### OBJECTIF DE L'EXERCICE
Résumez en deux phrases la critique du film tourné par Hitchcock pour la Fox.

### EXTRAIT DU TEXTE

((

Au beau milieu des années 40, l'unique film d'Hitchcock pour la Fox fait partie de deux ensembles bien singuliers: il est avec Rope (1948) un défi formel particulièrement affirmé, et forme avec Foreign Correspondent (1940), Saboteur (1942), Bon Voyage & Aventure Malgache (1944) un groupe de films qui participent à l'effort de guerre, officiel ou non. Il n'a pas coutume à être considéré comme l'un des Hitchcock majeurs, même s'il reste à la fois l'un des plus méconnus et l'un des plus voyants de la période, ce qui n'est pas banal. Néanmoins, à la faveur d'une ressortie en BluRay et DVD chez Masters of Cinema, on se reprend à le réévaluer...
Pour ma part, je considère qu'il s'agit d'un film dont les défauts restent importants, mais dans lequel la maitre a au moins su se poser quelques défis, et a réussi à rendre intéressant ce qui aurait si facilement pu devenir un pensum lourdingue. On connait bien l'argument symbolique, du à John Steinbeck: des passagers et des hommes d'équipage d'un bateau Américain en route pour l'Angleterre qui se fait couler par un U-Boot, trouvent refuge dans un canot de sauvetage. Le U-Boot ayant lui aussi coulé, ils en recueillent un unique rescapé, un homme qui se présente comme ne comprenant pas l'Anglais, et comme un simple marin, et non un officier. Etant le meilleur marin du canot, il prend vite les commandes et va manipuler à sa guise les Américains divisés par leurs préjugés de classe, et leur naïveté...
Pour Hitchcock, l'intérêt premier est bien sur le huis-clos d'un genre particulier, puisqu'on ne quitte jamais le canot; lorsque le générique défile, on voit les conséquences immédiates de l'attaque du U-Boot; lorsque la fin arrive, les passagers vont être sauvés, cela ne fait aucun doute. Tout le film se déroule donc dans le cadre de la fragile embarcation où on pris place les protagonistes. On a surtout, au sujet de cette figure imposée par le metteur en scène, évoqué sa participation, en rappelant qu'il est représenté en silhouette sur une publicité imprimée sur le dos d'un journal consulté par l'un des passagers...
Mais faut-il le rappeler, le film se déroule entièrement autour des passagers d'un canot de sauvetage et à ce titre, c'est un tour de force, bien sûr: Hitchcock a excellé à trouver les angles de prises de vues, variant les approches des conversations et autres conciliabules, évitant autant que possible le champ/contrechamp, donnant corps aussi bien aux relations privilégiées entre tel et tel personnage, qu'au groupe ou à l'isolement d'un homme ou d'une femme. Mais le film n'est pas qu'un tour de passe-passe formel, c'est aussi une charge symbolique...
Pour commencer, les protagonistes sont tous clairement définis, dès l'exposition, qui se charge de nous les faire découvrir les uns après les autres, et se clôt sur le seul qui aura des surprises à nous réserver: Willi, le marin Allemand, nazi et manipulateur, joué par Walter Slezak.

))

### EXTRAITS DE DONNÉES

((

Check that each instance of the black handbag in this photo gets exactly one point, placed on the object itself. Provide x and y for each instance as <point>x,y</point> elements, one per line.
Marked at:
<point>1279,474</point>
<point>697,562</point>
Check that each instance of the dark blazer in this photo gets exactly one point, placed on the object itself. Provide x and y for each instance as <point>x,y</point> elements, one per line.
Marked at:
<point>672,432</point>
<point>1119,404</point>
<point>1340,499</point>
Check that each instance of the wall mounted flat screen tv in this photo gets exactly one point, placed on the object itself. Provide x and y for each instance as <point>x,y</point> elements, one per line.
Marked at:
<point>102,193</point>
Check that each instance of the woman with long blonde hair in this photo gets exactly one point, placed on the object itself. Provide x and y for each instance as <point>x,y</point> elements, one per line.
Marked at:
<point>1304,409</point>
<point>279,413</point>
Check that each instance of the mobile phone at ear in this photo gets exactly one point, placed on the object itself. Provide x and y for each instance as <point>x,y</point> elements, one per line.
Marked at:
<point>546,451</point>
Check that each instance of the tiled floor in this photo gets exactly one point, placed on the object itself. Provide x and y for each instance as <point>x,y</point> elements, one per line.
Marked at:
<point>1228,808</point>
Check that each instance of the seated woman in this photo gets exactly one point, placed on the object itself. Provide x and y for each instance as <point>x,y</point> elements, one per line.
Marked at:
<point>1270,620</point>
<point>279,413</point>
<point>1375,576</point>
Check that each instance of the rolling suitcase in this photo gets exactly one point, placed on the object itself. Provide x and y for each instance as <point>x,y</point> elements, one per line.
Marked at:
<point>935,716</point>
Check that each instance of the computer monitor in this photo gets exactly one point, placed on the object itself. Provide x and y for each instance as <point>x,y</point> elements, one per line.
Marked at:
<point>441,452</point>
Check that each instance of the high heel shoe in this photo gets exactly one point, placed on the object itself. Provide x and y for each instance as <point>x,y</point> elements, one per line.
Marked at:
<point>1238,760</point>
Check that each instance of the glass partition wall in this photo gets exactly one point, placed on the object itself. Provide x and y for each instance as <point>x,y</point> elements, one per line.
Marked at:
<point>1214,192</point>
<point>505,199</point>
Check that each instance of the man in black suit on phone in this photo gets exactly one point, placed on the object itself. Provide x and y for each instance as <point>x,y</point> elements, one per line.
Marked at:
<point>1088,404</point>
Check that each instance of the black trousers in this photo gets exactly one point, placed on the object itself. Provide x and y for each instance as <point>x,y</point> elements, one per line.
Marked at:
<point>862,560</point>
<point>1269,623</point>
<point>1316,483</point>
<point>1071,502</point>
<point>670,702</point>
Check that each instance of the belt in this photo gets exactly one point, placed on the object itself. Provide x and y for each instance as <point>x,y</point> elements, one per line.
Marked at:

))

### RÉPONSE FINALE
Seul film d'Hitchcock pour la Fox, sorti au milieu des années 40, il reprend un argument de John Steinbeck : les rescapés d'un bateau américain coulé par un U-Boot, réfugiés dans un canot de sauvetage, recueillent un marin allemand qui prend les commandes et les manipule. Rarement compté parmi les Hitchcock majeurs et jugé encore marqué par d'importants défauts, le film reste un tour de force formel, puisque l'action ne quitte jamais le canot, ainsi qu'une charge symbolique.